[Saved entries]
▬▬▬▬▬▬▬▬▬▬

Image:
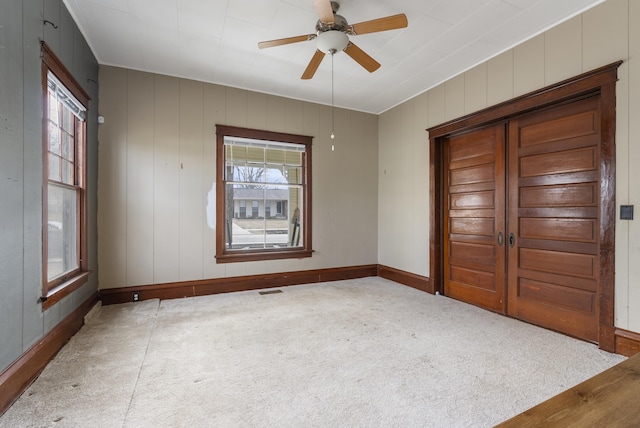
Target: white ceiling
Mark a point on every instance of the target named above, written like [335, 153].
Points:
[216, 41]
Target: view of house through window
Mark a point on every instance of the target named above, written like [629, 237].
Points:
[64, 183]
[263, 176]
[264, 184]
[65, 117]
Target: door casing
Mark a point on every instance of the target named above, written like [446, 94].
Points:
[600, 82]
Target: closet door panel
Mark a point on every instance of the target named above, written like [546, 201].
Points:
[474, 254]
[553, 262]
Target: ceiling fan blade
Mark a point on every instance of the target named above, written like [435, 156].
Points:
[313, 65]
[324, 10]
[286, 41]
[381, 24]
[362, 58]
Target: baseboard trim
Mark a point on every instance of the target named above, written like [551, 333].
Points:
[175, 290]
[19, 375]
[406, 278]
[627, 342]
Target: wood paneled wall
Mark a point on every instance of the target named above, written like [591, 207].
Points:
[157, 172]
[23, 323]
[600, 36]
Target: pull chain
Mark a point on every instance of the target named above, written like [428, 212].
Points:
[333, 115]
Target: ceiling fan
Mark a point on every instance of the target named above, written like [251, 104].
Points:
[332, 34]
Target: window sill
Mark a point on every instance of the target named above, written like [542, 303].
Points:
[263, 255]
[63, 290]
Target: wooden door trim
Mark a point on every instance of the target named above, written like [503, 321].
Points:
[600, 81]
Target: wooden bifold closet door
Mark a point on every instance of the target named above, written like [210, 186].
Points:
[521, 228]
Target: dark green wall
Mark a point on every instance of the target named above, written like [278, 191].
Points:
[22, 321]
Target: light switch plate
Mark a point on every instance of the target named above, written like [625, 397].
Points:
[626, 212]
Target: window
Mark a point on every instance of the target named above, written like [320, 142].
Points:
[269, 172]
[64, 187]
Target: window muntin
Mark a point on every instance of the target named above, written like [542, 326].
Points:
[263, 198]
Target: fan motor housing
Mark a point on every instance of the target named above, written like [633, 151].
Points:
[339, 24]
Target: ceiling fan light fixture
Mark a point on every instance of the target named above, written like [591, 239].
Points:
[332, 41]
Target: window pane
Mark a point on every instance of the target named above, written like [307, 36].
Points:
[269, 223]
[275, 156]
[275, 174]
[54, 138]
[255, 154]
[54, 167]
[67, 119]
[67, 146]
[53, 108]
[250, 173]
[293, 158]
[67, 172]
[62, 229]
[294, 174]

▬▬▬▬▬▬▬▬▬▬

## Brief
Give again, exactly, the lines starting at the first entry above and ending at the line with "Target: baseboard trim"; please leave pictures out.

## Your response
Image:
Target: white ceiling
Mark a point on every instance of the target named above, written like [335, 153].
Points:
[216, 41]
Target: view of house through window
Mark a point on every instance of the target named above, written like [629, 237].
Points:
[64, 183]
[263, 176]
[264, 184]
[65, 117]
Target: door casing
Mark a point on every instance of the target named above, written like [446, 94].
Points:
[600, 82]
Target: closet door panel
Mark a point on every instance of the target named above, written like [546, 201].
Points:
[474, 254]
[553, 262]
Target: ceiling fan blade
Mark a point on every instance of the target named above, written like [435, 156].
Points:
[313, 65]
[324, 10]
[286, 41]
[381, 24]
[362, 58]
Target: baseboard trim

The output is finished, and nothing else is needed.